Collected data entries
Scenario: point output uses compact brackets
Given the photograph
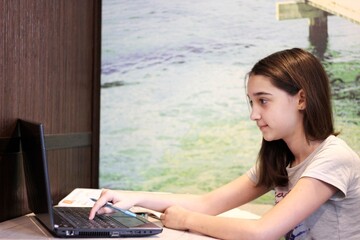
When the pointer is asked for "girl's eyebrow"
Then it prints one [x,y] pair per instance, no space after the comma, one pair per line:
[261,93]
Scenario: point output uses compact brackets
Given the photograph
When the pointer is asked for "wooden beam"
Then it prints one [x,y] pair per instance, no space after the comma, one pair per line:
[296,10]
[349,9]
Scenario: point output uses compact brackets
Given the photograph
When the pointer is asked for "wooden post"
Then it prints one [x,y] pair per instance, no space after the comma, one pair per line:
[318,35]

*TASK REQUIREMENTS*
Edit all of the data above so that every "pointer" becomes "locator", with nothing else changed. Omit the pictures from your version.

*TASK ANSWER*
Scenario: point output uses compact brackets
Given the photograph
When the locator is asked for "girl's eyebrow"
Then it prints one [x,y] pair per instance, no space after the comma, one pair per line:
[261,93]
Scenario: point output uses compact brackets
Given the photograph
When the locator is asked for "wooden beam"
Then it prints one [x,y] pair per instance, no space after the comma, one pair per line:
[296,10]
[349,9]
Scenario: point output uses compact brackets
Given the photograph
When the locator is asked for "wooden post"
Then it prints one [x,y] pair per instance, no space after the comma, one pair per line:
[318,35]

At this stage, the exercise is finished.